## start

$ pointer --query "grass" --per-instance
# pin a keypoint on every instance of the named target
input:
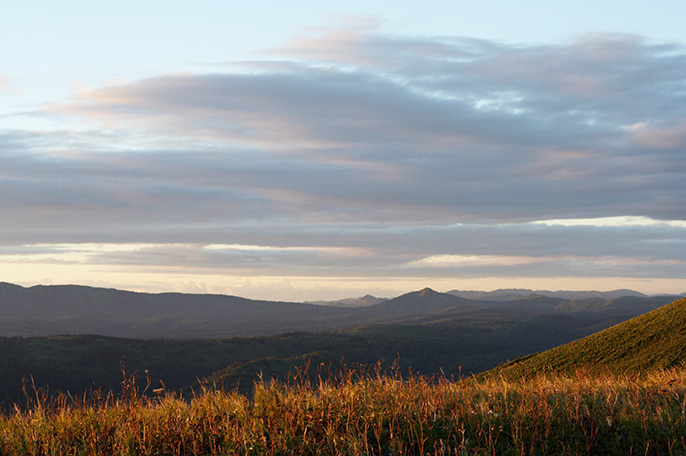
(656, 339)
(367, 412)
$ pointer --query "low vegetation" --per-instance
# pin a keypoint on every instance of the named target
(367, 413)
(656, 339)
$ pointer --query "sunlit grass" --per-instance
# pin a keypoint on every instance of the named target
(368, 413)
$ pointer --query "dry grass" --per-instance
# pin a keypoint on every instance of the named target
(361, 413)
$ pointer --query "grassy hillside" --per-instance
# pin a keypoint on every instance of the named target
(368, 413)
(656, 339)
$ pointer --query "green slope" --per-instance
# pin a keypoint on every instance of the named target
(654, 340)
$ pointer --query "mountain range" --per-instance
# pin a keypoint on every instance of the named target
(74, 338)
(71, 309)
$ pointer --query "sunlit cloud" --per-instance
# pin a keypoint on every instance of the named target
(349, 153)
(615, 221)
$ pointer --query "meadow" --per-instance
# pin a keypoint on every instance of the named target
(360, 412)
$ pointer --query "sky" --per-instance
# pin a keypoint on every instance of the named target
(311, 150)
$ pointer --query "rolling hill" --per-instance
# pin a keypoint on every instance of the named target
(654, 340)
(71, 309)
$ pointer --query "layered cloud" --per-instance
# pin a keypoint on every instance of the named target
(351, 153)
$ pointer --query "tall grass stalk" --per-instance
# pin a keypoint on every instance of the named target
(360, 413)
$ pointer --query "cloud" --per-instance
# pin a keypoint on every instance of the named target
(351, 153)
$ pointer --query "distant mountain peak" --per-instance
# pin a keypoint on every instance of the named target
(426, 291)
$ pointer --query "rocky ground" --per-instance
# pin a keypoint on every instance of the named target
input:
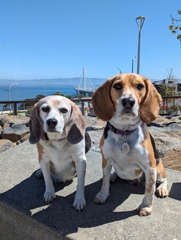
(166, 132)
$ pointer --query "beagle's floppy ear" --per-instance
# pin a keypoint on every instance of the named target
(36, 130)
(75, 129)
(102, 103)
(151, 104)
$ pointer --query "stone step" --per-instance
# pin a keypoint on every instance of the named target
(24, 215)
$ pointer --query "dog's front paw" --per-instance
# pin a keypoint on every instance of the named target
(39, 173)
(162, 191)
(79, 202)
(49, 196)
(101, 197)
(144, 211)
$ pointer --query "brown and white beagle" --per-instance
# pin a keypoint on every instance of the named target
(127, 102)
(57, 127)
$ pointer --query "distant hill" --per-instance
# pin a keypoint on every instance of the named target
(54, 81)
(59, 81)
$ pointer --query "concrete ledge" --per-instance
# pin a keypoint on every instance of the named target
(15, 225)
(24, 215)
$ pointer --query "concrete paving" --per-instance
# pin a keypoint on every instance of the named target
(24, 215)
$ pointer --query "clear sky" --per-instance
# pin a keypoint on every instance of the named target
(57, 38)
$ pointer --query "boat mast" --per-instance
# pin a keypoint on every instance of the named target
(84, 80)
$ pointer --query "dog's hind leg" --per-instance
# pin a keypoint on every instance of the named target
(161, 178)
(113, 177)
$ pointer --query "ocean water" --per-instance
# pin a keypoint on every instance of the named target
(27, 92)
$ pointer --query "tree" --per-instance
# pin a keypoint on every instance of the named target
(175, 26)
(69, 96)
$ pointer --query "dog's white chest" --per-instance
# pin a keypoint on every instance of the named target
(126, 155)
(60, 154)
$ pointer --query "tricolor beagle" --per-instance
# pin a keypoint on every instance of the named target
(127, 102)
(57, 127)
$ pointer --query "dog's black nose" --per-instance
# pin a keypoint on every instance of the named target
(52, 122)
(128, 103)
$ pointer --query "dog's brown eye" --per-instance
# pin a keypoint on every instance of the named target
(139, 87)
(45, 109)
(118, 86)
(63, 110)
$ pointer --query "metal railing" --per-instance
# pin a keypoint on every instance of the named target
(170, 103)
(15, 103)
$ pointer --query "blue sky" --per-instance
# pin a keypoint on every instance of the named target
(57, 38)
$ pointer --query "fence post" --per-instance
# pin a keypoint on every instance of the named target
(15, 108)
(82, 107)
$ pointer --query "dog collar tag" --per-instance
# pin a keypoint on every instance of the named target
(126, 147)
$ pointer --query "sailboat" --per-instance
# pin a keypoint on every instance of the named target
(83, 86)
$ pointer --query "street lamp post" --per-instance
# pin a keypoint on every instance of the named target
(133, 63)
(119, 70)
(44, 90)
(141, 19)
(9, 90)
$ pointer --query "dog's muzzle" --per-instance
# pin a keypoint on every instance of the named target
(128, 103)
(51, 123)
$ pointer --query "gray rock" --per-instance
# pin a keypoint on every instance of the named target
(15, 132)
(5, 145)
(3, 121)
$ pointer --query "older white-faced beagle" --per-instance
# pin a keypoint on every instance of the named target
(127, 102)
(57, 127)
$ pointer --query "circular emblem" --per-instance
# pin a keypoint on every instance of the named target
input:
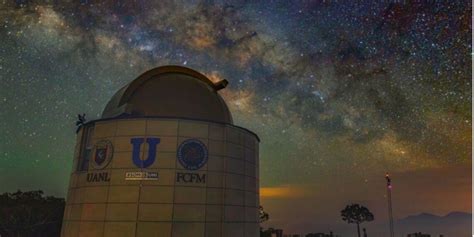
(102, 154)
(192, 154)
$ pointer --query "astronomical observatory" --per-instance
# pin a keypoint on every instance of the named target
(164, 160)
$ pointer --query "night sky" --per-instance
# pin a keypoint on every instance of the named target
(339, 93)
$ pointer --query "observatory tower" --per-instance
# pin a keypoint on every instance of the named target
(164, 160)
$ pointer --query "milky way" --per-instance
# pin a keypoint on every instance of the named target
(330, 88)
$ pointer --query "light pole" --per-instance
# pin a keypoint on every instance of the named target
(389, 199)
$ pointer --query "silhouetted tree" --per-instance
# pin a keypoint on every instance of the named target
(30, 214)
(356, 214)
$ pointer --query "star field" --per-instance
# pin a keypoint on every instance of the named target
(332, 89)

## end

# EXERCISE GOAL:
Please pull out every line of the rows above that contains the word "brown", keeping each one in full.

# TASK ANSWER:
$ pointer --query "brown and white beagle" --per-instance
$ pointer --query "dog's brown eye" --per-instance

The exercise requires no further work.